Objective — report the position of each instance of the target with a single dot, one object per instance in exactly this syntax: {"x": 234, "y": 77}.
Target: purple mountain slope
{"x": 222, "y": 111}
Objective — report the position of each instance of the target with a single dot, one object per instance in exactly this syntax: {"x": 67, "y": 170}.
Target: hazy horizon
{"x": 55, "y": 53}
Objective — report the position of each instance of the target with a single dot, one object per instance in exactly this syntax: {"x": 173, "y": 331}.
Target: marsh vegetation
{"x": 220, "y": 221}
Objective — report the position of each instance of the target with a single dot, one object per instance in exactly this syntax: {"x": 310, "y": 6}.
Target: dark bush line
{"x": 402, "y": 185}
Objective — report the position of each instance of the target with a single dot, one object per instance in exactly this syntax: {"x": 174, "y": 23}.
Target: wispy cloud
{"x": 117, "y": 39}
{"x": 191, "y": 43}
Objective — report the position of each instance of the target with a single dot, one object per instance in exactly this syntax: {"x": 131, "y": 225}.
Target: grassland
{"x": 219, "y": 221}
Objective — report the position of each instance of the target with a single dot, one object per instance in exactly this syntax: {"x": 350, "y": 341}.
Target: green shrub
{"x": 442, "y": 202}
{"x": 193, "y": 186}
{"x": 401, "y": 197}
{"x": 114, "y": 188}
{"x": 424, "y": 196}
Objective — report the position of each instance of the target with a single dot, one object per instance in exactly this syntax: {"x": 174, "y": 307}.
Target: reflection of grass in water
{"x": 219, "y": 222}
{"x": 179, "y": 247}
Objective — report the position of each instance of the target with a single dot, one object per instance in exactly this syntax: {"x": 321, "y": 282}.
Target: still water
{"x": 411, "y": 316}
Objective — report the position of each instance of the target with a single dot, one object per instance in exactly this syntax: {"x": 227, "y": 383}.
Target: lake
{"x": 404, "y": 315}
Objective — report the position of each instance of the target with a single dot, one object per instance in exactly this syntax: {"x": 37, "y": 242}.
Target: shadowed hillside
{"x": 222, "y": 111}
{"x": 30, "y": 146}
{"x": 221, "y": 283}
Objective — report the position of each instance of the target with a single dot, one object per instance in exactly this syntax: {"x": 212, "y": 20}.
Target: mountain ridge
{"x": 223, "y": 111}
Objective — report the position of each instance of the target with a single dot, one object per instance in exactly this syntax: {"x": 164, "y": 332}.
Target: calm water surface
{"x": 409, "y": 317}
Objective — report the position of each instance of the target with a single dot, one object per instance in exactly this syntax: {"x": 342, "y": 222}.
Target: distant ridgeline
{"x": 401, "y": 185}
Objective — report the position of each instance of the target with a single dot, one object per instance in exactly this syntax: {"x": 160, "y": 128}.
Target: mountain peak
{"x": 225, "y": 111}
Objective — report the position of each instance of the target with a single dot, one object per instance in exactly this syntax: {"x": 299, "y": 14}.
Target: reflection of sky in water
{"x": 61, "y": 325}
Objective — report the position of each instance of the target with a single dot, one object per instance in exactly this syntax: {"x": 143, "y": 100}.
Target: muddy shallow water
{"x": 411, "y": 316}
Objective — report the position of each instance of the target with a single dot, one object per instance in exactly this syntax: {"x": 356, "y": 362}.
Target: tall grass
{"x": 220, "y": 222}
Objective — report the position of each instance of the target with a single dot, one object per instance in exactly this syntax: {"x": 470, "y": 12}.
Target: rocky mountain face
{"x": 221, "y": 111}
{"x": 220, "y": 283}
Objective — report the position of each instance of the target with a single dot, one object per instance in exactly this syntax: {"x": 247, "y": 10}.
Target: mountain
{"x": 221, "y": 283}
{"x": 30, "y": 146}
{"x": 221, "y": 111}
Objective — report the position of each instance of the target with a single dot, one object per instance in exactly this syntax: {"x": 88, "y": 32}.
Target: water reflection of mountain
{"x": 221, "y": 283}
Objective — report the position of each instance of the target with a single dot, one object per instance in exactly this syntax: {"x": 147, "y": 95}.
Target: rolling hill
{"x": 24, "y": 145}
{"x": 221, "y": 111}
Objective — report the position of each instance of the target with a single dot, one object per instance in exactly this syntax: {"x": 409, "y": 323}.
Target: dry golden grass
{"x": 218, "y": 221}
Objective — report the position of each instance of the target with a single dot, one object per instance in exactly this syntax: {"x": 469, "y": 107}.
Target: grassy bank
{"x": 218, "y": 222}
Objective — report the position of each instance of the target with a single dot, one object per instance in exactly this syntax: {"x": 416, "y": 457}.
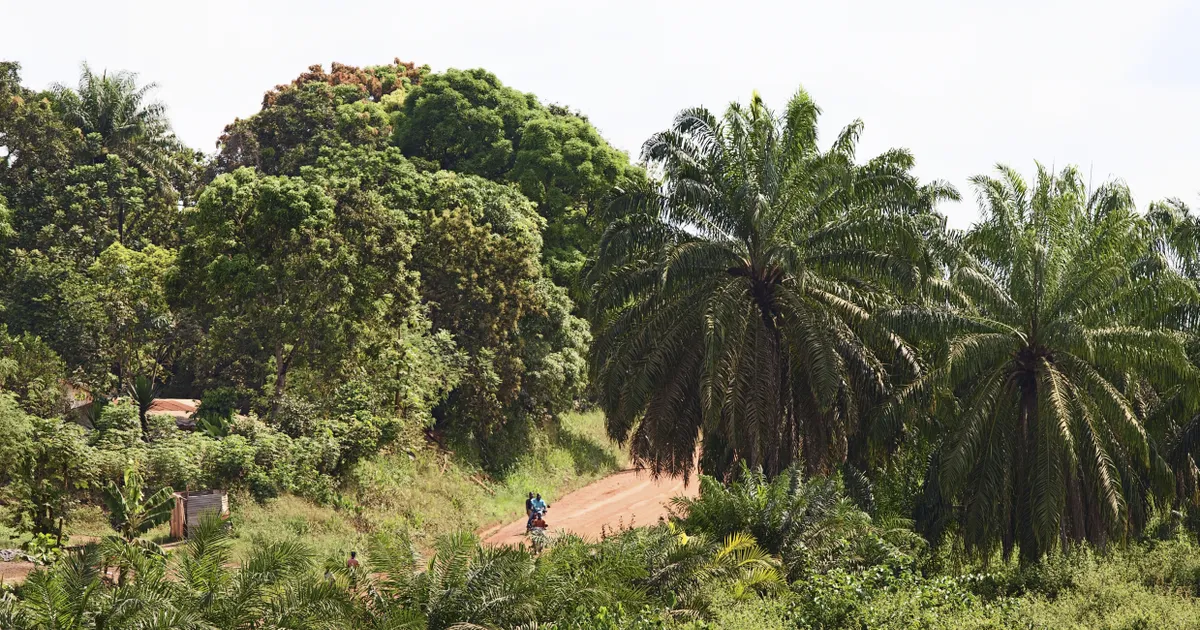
*****
## Task item
What's needed is a word-for-word retyping of the listing, minus its pictures.

## Answer area
Objective — report the position of each instance of the target with a single dot, one object per instance in exactly this syntax: {"x": 234, "y": 77}.
Target: purple mountain slope
{"x": 222, "y": 111}
Objective — report the position of each instance of the target with a single dot, one object per instance in exactly this syntax: {"x": 67, "y": 170}.
Target: hazy horizon
{"x": 55, "y": 53}
Objective — report the position of each instance of the target with a single dot, one object per instance in exactly this syntax: {"x": 173, "y": 331}.
Target: marsh vegetation
{"x": 220, "y": 221}
Objective — report the position of each instance of the target with a single dot, one object per instance in exactly this syntax: {"x": 310, "y": 6}.
Target: dark bush line
{"x": 402, "y": 185}
Objective — report the position of each instance of the target with a single dot, one object per instance in exactly this syntax: {"x": 174, "y": 23}.
Target: wispy cloud
{"x": 117, "y": 39}
{"x": 191, "y": 43}
Objective — report the position of each instance of the target with a single dot, one object per instance in exactly this syntax: {"x": 131, "y": 225}.
Target: grassland
{"x": 219, "y": 221}
Objective — report the position of each instance of the target with a single dot, one object per instance in exactly this syntax: {"x": 350, "y": 341}.
Target: green shrub
{"x": 442, "y": 202}
{"x": 193, "y": 186}
{"x": 401, "y": 197}
{"x": 114, "y": 188}
{"x": 424, "y": 196}
Objective — report the position of each instance of the target with a single dot, one object per instance in exactly this syntax: {"x": 174, "y": 307}.
Target: reflection of grass in water
{"x": 219, "y": 222}
{"x": 179, "y": 247}
Objective — report the position of each instance of the target with a single dot, one object per instance in exactly this syntax: {"x": 321, "y": 282}.
Target: still water
{"x": 411, "y": 316}
Objective — report the position of each instance of the target with a single dot, one object per instance in exactly this syntax: {"x": 227, "y": 383}.
Target: lake
{"x": 404, "y": 315}
Objective — report the position of each instance of the target with a single dot, one object per instance in exactly this syntax: {"x": 37, "y": 242}.
Target: shadowed hillside
{"x": 222, "y": 111}
{"x": 30, "y": 146}
{"x": 221, "y": 283}
Objective — report the position of each instance of the target with a single dot, one object per instance in exactly this syntax: {"x": 212, "y": 20}.
Target: mountain ridge
{"x": 223, "y": 111}
Objective — report the position of each instance of the target with a single dot, one object per instance in exactly this syntax: {"x": 164, "y": 332}.
Target: calm water surface
{"x": 409, "y": 317}
Objective — report the position of each instance of the target with a single dot, one object per instance in exactly this syntax: {"x": 342, "y": 222}.
Target: distant ridgeline
{"x": 401, "y": 185}
Objective — report the position of each instance of the target with a single dot, one object per instance in exactly this syntax: {"x": 160, "y": 128}.
Target: mountain peak
{"x": 225, "y": 111}
Objective — report the position of each instance of the target with a single dot, one object per instance in exactly this syntax: {"x": 299, "y": 14}.
Target: reflection of sky in water
{"x": 61, "y": 325}
Objective — report the position of each instance of the target with a single dot, one object per instance in exactly this syntax: {"x": 143, "y": 100}.
Target: muddy shallow water
{"x": 411, "y": 316}
Objective — report the position of each instance of the target with a single dot, one object per instance in exactly this syntax: {"x": 356, "y": 362}.
Target: tall grass
{"x": 220, "y": 222}
Objective — report the position of each instance of the target with a single dot, one object per instance in exactly this syntax: {"x": 470, "y": 12}.
Target: rocky mountain face
{"x": 221, "y": 111}
{"x": 220, "y": 283}
Objective — report the position of each instance of the target with a single dot, one object per instance in exactly this syntax: {"x": 247, "y": 10}.
Target: mountain
{"x": 221, "y": 283}
{"x": 30, "y": 146}
{"x": 221, "y": 111}
Objective — report the position of each instance of the target with a single dot, one object per instance in exactly this syntax: {"x": 88, "y": 32}.
Target: water reflection of mountain
{"x": 221, "y": 283}
Objective — report the position of each instance of the target with a single dot, one object per instance in exactly this syntax: {"x": 147, "y": 95}.
Target: rolling hill
{"x": 24, "y": 145}
{"x": 221, "y": 111}
Objective — report the position of each instance of the target with a single dot, one object per instance in exactly this syntax: {"x": 409, "y": 323}.
Target: dry golden grass
{"x": 218, "y": 221}
Objective — report the position of each instance of the target with a single dot, one object per instance in exactly this syntax: {"x": 469, "y": 107}.
Target: grassy bank
{"x": 218, "y": 222}
Objective — report the position of each instance of the target with a single dot, one object per instance in exactly this syntax: {"x": 416, "y": 457}.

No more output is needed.